* [DATA IN THIS EXERCISE]:
################
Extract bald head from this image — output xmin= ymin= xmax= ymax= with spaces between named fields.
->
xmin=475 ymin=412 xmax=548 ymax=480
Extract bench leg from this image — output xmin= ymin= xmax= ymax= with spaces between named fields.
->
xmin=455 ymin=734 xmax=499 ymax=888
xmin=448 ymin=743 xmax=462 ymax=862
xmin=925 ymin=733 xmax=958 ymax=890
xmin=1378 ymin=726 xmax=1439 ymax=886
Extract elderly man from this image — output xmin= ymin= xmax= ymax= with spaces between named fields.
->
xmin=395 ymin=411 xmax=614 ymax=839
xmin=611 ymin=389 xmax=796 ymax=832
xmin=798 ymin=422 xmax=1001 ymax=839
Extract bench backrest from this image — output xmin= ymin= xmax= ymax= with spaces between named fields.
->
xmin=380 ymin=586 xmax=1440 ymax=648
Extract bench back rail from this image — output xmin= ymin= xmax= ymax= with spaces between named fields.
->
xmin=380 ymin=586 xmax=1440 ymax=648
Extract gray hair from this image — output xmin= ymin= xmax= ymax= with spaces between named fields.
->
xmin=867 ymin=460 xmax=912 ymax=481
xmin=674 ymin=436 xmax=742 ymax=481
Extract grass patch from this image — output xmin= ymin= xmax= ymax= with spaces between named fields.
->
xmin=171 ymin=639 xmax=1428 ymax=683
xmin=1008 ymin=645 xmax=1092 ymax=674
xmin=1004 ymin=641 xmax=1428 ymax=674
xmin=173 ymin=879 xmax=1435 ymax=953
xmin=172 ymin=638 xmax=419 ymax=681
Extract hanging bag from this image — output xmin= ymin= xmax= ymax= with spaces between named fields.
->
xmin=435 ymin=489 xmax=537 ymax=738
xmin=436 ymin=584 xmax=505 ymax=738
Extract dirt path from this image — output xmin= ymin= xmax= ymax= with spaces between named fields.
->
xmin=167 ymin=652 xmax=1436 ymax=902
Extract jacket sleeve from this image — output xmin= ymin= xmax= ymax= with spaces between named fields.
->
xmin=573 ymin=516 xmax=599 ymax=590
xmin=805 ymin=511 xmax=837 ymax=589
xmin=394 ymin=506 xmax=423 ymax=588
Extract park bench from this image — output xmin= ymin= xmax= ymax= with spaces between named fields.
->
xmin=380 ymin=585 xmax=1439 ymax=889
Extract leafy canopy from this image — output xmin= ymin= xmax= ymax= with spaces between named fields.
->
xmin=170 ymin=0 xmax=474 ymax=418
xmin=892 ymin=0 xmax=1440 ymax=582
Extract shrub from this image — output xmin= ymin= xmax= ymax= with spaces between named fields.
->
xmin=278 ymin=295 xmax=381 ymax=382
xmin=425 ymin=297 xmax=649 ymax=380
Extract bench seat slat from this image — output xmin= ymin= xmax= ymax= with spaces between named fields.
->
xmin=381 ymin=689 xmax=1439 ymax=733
################
* [TASK TO COMPLETE]: Scan the entries for lines with the string "bench". Report only how many there are.

* [EXERCISE OUTPUT]: 5